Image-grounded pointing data
....

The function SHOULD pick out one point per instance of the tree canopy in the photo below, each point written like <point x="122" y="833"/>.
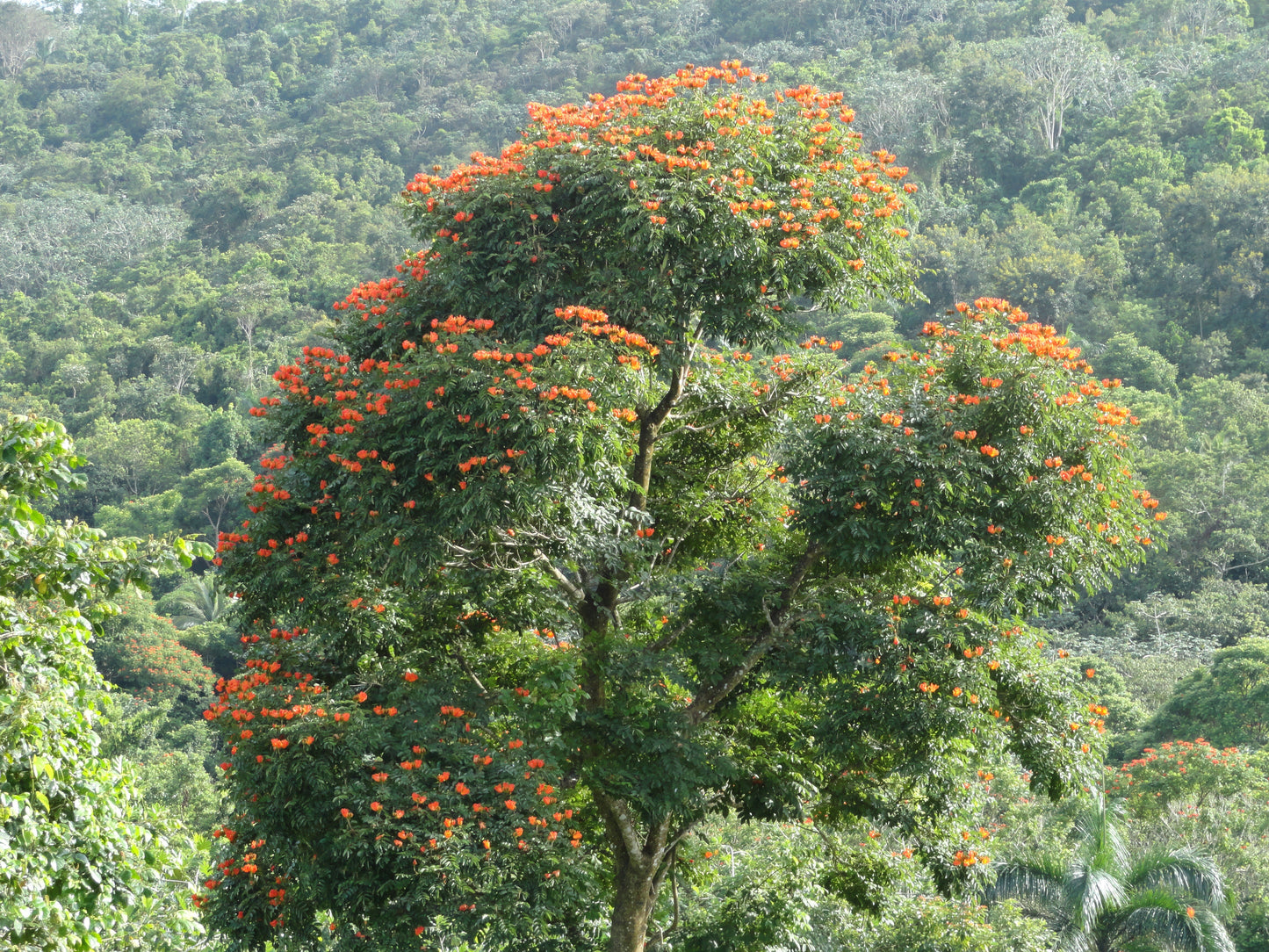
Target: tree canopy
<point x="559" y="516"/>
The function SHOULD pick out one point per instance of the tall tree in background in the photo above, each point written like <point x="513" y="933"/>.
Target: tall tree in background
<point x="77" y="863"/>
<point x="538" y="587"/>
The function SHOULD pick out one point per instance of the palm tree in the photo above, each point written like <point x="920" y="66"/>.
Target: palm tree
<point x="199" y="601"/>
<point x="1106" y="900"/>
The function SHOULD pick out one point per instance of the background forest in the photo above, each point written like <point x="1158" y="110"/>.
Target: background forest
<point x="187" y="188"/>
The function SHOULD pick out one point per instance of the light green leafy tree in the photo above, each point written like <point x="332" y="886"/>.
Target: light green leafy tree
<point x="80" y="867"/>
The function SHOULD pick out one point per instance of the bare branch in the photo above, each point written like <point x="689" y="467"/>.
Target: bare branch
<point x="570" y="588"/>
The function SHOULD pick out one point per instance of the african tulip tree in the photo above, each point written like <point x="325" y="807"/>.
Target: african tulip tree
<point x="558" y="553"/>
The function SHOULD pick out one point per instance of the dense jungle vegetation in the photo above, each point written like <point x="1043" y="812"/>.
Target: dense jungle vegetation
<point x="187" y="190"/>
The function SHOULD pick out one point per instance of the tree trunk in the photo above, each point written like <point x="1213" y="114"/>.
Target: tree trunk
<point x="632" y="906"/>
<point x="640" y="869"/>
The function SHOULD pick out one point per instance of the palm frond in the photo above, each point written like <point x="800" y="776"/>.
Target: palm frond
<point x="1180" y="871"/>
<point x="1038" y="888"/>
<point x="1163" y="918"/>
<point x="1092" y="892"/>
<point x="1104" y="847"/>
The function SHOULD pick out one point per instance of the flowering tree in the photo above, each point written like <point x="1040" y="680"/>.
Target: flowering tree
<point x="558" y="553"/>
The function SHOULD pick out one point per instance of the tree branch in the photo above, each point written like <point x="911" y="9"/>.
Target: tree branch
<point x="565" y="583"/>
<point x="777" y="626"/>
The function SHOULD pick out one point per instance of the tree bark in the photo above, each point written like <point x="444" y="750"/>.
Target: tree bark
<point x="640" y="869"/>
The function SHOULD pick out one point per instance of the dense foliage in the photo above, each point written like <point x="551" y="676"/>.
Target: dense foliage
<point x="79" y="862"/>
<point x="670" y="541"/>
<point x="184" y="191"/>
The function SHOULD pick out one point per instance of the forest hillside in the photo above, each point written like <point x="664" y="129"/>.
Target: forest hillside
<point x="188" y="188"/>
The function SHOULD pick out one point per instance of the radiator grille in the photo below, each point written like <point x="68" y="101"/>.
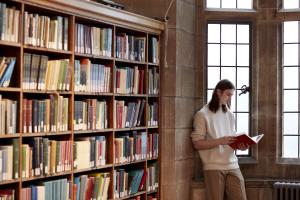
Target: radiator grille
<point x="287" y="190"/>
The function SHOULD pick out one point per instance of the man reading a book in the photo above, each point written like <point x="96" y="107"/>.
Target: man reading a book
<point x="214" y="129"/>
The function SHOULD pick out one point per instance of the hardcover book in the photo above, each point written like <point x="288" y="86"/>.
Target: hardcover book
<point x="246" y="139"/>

....

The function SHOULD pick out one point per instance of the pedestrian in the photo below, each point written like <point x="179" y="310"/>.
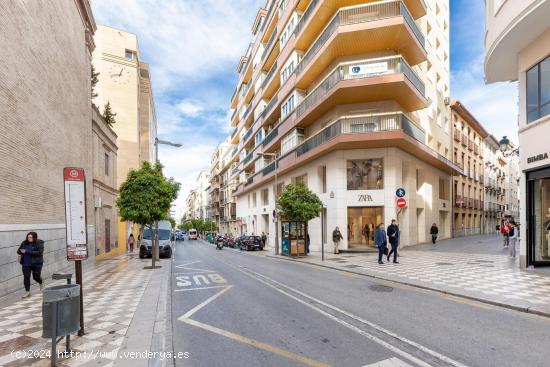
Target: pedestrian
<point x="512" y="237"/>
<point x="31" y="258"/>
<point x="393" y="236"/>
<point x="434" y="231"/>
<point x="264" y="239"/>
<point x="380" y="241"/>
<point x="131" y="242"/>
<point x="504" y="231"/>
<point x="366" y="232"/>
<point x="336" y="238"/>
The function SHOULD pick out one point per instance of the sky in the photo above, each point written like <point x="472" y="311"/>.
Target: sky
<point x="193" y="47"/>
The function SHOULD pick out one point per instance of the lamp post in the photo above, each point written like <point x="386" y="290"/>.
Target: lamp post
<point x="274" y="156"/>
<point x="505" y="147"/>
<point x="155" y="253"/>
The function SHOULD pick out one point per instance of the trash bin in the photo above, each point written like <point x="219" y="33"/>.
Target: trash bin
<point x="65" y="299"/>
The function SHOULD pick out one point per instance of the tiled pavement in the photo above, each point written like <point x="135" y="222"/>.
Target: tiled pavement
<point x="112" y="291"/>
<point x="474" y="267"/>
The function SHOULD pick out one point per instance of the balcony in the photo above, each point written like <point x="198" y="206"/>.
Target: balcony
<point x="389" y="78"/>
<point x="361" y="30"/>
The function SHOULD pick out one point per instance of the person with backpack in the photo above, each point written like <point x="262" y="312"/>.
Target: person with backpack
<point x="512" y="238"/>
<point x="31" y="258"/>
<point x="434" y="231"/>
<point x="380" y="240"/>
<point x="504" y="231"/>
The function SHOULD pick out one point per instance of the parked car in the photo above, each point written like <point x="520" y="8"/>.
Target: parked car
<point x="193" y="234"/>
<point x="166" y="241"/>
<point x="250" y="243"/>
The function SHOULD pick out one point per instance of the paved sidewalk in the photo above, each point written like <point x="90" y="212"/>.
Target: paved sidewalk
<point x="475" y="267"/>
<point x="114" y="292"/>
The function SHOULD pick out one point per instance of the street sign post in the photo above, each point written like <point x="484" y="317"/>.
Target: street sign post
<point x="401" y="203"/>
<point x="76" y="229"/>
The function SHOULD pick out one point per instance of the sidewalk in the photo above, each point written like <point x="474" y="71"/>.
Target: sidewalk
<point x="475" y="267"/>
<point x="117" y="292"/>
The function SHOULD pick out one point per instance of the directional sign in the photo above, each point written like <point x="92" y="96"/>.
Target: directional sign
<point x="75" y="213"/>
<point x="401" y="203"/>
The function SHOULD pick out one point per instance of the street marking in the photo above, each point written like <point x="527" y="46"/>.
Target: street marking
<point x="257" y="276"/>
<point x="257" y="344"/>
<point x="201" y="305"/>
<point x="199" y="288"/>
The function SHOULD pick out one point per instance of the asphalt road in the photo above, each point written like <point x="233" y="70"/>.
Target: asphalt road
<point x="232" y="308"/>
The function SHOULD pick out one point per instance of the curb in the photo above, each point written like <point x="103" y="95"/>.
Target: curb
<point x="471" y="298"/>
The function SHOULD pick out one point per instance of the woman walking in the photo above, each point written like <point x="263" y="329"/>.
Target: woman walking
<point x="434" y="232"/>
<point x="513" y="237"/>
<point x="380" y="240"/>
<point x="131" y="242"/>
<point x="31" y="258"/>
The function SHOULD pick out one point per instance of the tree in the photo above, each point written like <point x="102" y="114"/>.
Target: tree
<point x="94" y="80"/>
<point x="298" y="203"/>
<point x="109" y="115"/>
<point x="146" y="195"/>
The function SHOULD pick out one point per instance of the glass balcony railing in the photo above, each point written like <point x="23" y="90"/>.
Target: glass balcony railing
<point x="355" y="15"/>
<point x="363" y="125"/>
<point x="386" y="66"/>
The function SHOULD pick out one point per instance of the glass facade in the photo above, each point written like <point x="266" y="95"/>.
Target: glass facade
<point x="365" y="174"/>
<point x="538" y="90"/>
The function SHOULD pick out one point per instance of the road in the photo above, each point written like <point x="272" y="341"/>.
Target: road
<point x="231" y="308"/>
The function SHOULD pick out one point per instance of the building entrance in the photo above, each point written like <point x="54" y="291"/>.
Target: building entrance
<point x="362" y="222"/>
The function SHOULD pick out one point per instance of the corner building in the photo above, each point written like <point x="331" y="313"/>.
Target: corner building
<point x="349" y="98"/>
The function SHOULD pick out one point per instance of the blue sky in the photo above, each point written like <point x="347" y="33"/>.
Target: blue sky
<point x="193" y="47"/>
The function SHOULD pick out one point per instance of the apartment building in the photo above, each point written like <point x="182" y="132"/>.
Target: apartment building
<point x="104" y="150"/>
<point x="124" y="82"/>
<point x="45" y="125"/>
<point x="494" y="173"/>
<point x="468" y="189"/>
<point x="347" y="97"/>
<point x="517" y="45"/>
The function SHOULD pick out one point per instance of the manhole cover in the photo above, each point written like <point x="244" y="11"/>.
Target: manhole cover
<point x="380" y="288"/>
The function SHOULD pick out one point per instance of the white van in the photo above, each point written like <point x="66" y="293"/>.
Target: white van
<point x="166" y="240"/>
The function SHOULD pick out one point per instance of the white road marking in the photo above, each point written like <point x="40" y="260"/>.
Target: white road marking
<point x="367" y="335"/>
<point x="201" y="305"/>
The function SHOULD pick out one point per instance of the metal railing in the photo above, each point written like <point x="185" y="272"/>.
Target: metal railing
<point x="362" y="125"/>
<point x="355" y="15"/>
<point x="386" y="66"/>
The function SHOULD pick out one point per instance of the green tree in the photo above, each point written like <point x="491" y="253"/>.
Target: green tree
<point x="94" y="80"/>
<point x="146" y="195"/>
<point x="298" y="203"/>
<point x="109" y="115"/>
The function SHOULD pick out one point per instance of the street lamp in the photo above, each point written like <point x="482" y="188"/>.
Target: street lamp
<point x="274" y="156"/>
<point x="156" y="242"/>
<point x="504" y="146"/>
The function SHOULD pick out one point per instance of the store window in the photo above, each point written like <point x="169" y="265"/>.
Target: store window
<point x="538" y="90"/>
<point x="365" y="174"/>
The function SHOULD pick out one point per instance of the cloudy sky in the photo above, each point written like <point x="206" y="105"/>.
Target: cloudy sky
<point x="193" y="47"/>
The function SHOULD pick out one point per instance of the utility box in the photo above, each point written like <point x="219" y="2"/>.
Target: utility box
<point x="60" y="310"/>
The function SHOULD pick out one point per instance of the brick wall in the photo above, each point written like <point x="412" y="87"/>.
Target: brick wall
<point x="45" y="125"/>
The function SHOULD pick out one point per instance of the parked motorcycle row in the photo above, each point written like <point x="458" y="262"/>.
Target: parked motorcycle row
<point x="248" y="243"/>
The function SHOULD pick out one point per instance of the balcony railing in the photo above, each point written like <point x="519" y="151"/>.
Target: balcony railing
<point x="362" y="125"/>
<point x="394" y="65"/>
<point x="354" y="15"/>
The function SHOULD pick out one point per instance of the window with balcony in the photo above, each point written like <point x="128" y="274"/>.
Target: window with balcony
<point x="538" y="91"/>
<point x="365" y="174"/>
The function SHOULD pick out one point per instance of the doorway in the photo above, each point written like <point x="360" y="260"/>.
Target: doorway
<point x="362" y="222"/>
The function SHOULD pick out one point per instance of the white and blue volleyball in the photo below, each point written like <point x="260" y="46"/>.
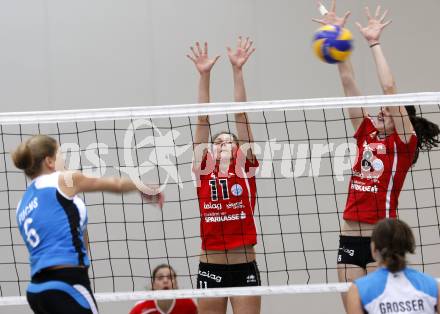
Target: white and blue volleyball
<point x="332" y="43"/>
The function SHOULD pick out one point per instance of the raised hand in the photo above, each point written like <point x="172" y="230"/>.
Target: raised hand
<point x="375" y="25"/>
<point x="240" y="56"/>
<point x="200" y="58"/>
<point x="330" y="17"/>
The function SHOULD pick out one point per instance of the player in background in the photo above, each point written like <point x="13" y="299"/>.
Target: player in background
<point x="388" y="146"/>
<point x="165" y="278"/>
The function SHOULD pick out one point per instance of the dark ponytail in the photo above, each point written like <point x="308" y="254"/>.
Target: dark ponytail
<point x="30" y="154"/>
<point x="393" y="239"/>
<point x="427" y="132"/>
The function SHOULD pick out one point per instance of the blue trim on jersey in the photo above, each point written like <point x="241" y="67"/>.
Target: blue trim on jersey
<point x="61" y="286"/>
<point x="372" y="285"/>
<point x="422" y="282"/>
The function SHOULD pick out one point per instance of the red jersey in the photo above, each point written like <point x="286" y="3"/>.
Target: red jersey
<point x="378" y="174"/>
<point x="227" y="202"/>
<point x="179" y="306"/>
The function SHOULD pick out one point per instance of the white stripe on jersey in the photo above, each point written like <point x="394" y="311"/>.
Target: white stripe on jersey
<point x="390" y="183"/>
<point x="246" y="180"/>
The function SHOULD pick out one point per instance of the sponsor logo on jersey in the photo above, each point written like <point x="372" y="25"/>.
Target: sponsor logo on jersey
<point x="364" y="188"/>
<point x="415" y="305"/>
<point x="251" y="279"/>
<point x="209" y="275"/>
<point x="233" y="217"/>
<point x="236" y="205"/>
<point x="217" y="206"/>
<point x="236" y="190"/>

....

# YOUR ASSIGNMENT
Using the entries above, return exactly the lines from the line with "of the woman" to the line with "of the building", counting both of those lines.

# EXPECTED OUTPUT
The function SHOULD pick out one point per instance of the woman walking in the photo above, each point written like <point x="263" y="329"/>.
Target: woman walking
<point x="434" y="232"/>
<point x="513" y="237"/>
<point x="380" y="240"/>
<point x="131" y="242"/>
<point x="31" y="258"/>
The function SHOULD pick out one point per instance of the tree in the photo above, each point written like <point x="102" y="114"/>.
Target: tree
<point x="94" y="80"/>
<point x="298" y="203"/>
<point x="109" y="115"/>
<point x="146" y="195"/>
The function SHOULD pick out one point per instance of the glass balcony railing in the photo above, each point written like <point x="23" y="90"/>.
Target: glass balcony railing
<point x="355" y="15"/>
<point x="363" y="125"/>
<point x="386" y="66"/>
The function SHOULD pick out one point per instance of the glass facade in the photo above, each point written like <point x="266" y="95"/>.
Target: glass facade
<point x="365" y="174"/>
<point x="538" y="90"/>
The function SHOULD pick out one point per instance of the road in the photo above, each point written like <point x="272" y="341"/>.
Target: road
<point x="231" y="308"/>
The function SHOULD pick out one point per instance of the building entrance in the photo above, each point written like <point x="54" y="291"/>.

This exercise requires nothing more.